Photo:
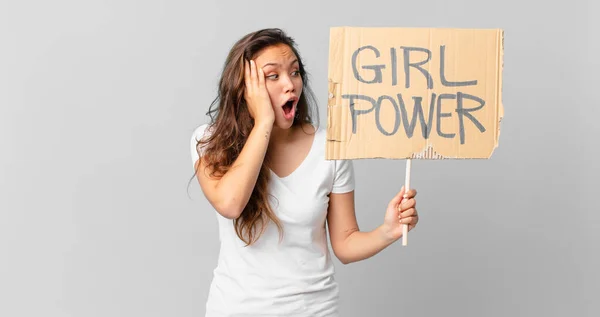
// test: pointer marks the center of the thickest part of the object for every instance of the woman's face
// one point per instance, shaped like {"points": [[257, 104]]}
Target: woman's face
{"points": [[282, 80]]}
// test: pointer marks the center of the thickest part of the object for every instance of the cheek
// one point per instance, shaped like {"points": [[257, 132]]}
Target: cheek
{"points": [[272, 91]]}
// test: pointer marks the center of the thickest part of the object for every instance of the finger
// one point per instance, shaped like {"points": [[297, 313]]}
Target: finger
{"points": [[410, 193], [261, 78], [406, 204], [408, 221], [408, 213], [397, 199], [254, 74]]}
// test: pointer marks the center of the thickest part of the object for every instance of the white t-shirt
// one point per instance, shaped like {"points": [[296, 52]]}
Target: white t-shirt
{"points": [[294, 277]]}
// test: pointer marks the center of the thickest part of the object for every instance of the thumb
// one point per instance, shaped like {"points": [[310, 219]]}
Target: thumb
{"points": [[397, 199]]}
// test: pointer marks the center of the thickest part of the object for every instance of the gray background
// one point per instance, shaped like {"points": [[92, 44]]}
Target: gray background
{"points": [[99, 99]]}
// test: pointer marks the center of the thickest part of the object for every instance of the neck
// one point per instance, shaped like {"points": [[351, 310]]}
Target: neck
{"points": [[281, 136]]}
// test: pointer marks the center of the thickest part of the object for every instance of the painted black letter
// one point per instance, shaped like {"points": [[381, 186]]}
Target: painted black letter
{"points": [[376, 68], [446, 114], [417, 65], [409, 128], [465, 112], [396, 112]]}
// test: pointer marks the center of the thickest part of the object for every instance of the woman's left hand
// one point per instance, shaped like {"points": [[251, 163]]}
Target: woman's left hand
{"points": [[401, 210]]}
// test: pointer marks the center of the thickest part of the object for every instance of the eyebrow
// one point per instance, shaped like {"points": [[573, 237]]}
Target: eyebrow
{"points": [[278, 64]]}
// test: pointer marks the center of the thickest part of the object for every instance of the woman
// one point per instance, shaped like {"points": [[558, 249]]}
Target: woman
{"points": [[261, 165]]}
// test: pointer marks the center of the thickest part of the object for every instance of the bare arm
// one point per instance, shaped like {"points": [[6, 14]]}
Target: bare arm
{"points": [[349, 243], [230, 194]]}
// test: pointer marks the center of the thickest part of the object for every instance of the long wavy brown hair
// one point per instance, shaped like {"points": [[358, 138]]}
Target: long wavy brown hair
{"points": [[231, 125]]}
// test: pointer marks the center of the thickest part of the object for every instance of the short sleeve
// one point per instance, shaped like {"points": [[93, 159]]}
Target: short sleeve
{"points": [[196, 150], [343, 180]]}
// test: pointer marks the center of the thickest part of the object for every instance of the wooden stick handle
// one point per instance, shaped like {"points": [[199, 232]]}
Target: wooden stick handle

**TASK PROMPT**
Please return all of the entries above word for word, leaving out the pictures.

**FINISHED TASK**
Photo:
// test: pointer marks the center of the thickest part of the object for every instance of the woman's face
// one point per instance, shaped like {"points": [[257, 104]]}
Target: woman's face
{"points": [[282, 80]]}
// test: pointer marks the center of the thickest part of the object for every instance of the cheek
// one point per instance, shaped like {"points": [[257, 132]]}
Target: cheek
{"points": [[272, 91]]}
// test: pointer marks the center of the thickest part of the object for every instance of the finger
// one point per instance, shaped like {"points": [[297, 313]]}
Target: finger
{"points": [[410, 193], [261, 78], [406, 204], [408, 221], [408, 213], [397, 199], [254, 74]]}
// test: pointer marks the center of the thickest part of the object for every instance of the white t-shirt
// one point per instance, shaped like {"points": [[296, 52]]}
Target: white t-shirt
{"points": [[294, 277]]}
// test: pointer marks the center of the thickest part of the object for every instance of the thumb
// one point per instance, shaped like {"points": [[310, 219]]}
Target: thumb
{"points": [[397, 199]]}
// test: pointer marks the center of the thickest part of the object for every instance of the gray background
// one point per instance, shaped like {"points": [[92, 44]]}
Target: gray background
{"points": [[99, 99]]}
// test: pointer marks the center of the thickest part of the object for every instance of the neck
// one point per instance, shaped like {"points": [[351, 310]]}
Target: neck
{"points": [[281, 136]]}
// test: pointer marks the center of the thickest part of the object for every instance of the painted black letter
// one point per instance, shaped like {"points": [[381, 186]]}
Target: painted black letter
{"points": [[376, 68], [446, 114], [417, 65], [409, 128], [465, 112], [396, 112]]}
// test: pointer marks the center of the thickest part of the object for every instance of the woman's left hand
// one point per instance, shaped like {"points": [[251, 163]]}
Target: woman's left hand
{"points": [[401, 210]]}
// test: pointer marks the center of the thickest part of the object for every instance of the eyebrow
// one point per instance, shaped like {"points": [[573, 237]]}
Target: eyebrow
{"points": [[278, 64]]}
// test: pointer marks the center of the thickest part of the object for every instance of the woman
// one point per instance, shaped like {"points": [[558, 249]]}
Target: woman
{"points": [[261, 165]]}
// test: pointer marks the center of the thickest part of the object for every instance of the bare arm
// one point per instance, shaped like {"points": [[6, 14]]}
Target: bare arm
{"points": [[349, 243], [230, 194]]}
// test: pointer marks the center of the thickest part of the object for every instance of the long wavy brown hair
// one point per instance, shaped like {"points": [[358, 138]]}
Target: long wavy brown hair
{"points": [[231, 125]]}
// test: pointer marks the center of the thickest part of the object for every instance of the short sleeve
// one point per instance, shaped like {"points": [[93, 159]]}
Target: short sleeve
{"points": [[196, 150], [343, 180]]}
// test: pointer marks the center of the thickest part of the object for every instance of the wooden stick handle
// one point per instance, shaped like {"points": [[199, 232]]}
Target: wooden stick handle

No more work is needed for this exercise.